>> begin Record list

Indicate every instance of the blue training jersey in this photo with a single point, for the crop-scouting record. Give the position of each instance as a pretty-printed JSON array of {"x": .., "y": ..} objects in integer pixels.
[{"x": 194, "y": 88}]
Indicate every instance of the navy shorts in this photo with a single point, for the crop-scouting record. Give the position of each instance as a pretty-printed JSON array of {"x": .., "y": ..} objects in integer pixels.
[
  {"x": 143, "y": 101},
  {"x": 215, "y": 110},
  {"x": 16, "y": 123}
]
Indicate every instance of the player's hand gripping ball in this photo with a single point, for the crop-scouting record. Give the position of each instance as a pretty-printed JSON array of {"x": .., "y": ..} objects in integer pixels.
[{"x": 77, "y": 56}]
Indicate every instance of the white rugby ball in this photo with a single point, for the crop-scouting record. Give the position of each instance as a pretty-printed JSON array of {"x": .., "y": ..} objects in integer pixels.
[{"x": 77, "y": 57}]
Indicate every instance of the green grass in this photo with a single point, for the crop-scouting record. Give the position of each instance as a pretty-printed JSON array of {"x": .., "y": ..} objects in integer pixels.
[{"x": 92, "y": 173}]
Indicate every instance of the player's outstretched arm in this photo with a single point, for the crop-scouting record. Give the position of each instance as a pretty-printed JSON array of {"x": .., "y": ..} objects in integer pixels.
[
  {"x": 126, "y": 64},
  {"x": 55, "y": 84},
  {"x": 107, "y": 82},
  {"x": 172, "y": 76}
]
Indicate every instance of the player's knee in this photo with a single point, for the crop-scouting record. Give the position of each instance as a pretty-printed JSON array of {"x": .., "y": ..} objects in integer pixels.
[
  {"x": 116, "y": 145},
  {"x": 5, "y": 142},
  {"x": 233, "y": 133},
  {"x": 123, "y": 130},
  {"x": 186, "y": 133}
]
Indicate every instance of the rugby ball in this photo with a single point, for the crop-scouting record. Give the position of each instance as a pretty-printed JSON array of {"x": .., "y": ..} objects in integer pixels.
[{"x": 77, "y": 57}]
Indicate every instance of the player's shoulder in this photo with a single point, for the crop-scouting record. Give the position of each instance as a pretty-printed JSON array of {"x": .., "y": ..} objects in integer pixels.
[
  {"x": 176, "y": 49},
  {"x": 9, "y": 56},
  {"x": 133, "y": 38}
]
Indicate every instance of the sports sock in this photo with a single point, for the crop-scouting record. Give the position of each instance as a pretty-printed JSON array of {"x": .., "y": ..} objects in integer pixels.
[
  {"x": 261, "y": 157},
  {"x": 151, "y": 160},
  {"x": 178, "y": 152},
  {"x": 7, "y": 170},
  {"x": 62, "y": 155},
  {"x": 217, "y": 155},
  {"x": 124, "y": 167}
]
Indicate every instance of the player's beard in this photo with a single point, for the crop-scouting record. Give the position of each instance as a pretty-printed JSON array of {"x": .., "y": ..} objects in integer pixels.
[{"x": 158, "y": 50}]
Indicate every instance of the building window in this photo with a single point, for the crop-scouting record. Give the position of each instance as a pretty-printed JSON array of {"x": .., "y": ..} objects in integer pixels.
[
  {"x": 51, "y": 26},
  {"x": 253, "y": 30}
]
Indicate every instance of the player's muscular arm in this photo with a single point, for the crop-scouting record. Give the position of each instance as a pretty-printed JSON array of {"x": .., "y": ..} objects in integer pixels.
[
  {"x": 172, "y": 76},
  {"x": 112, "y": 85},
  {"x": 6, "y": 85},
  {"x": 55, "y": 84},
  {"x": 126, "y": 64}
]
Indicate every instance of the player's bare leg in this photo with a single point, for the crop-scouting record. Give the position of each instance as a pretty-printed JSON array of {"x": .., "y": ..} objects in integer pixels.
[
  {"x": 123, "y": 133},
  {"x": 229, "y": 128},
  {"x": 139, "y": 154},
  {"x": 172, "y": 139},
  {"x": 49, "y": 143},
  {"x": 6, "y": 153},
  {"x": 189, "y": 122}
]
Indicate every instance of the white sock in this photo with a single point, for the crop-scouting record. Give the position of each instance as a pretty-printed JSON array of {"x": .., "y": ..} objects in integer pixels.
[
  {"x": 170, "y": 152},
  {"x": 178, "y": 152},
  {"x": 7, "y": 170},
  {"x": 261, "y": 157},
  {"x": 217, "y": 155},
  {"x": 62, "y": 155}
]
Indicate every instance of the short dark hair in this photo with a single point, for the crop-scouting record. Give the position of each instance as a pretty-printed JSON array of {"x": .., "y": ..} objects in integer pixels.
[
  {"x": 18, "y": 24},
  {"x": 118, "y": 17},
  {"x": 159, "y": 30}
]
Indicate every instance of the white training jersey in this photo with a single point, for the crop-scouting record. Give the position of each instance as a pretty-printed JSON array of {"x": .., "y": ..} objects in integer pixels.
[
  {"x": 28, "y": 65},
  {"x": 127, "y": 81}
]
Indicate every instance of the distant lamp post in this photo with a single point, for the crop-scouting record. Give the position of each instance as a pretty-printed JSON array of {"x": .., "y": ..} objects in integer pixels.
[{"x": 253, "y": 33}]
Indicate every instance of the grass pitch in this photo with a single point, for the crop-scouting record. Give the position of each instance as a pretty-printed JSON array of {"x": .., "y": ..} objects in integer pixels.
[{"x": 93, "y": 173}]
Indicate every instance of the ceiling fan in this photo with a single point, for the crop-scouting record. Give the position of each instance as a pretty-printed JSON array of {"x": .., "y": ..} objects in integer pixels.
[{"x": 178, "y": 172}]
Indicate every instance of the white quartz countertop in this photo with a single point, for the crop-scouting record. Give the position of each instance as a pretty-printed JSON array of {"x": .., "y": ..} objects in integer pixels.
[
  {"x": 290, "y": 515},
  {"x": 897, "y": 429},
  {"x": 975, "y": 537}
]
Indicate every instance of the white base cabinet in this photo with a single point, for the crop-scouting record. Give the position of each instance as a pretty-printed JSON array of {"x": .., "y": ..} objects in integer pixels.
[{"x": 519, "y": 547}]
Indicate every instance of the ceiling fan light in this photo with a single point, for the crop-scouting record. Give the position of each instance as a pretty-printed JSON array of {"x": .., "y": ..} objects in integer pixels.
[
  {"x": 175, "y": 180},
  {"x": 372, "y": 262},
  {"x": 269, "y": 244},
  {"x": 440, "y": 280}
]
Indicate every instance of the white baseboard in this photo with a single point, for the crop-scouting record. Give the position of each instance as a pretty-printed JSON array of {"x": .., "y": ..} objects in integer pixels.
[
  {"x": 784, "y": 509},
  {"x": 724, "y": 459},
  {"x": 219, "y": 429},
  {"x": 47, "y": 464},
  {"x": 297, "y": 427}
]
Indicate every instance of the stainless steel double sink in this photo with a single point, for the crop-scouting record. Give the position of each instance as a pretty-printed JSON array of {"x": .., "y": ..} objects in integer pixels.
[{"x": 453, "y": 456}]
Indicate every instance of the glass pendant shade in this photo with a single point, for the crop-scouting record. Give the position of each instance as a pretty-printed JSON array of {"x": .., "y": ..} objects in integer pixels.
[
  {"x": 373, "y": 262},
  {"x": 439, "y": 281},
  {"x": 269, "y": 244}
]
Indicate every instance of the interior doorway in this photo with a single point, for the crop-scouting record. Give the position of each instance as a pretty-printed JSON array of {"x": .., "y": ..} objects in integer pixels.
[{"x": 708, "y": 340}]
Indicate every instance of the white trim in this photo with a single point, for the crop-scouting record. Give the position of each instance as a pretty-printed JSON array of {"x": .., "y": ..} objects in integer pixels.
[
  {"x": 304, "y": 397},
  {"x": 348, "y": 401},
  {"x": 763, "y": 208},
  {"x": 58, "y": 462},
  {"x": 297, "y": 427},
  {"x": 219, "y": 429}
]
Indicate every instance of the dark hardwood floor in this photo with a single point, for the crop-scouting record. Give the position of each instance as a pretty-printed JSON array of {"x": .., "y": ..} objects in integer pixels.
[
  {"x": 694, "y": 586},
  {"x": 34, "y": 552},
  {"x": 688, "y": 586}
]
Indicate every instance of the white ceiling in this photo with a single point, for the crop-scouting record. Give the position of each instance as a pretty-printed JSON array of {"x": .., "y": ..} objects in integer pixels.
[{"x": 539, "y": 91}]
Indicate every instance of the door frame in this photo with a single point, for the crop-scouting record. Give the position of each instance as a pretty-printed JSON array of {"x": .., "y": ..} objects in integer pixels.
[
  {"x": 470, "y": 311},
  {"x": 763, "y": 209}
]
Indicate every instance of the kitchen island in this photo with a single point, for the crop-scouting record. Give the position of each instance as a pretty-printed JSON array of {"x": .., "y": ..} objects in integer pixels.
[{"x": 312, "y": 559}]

>> end Record list

• Goal
Reproduce only the material from the line containing "Indicate every instance of the white ceiling" through the end, changing "crop-scouting record" to "floor-plan record" and leaving everything else unchanged.

• Solution to the exercise
Indicate every instance of the white ceiling in this photo with a single point, for the floor-plan record. Give the position of each instance as a pretty-printed JSON array of {"x": .., "y": ..} objects in integer pixels.
[{"x": 539, "y": 91}]
Indicate every instance of the door frame in this photo with a single point, for the floor-plan record. Give the position of each instance as a pretty-printed JSON array of {"x": .., "y": ..} objects in integer pixels.
[
  {"x": 470, "y": 311},
  {"x": 763, "y": 209}
]
Indicate every instance of the kitchen island in this photo with a single point, for the floor-plan record. Give the position of each instance as a pretty-printed JSON array of {"x": .., "y": ..} objects in integer pixels.
[{"x": 312, "y": 559}]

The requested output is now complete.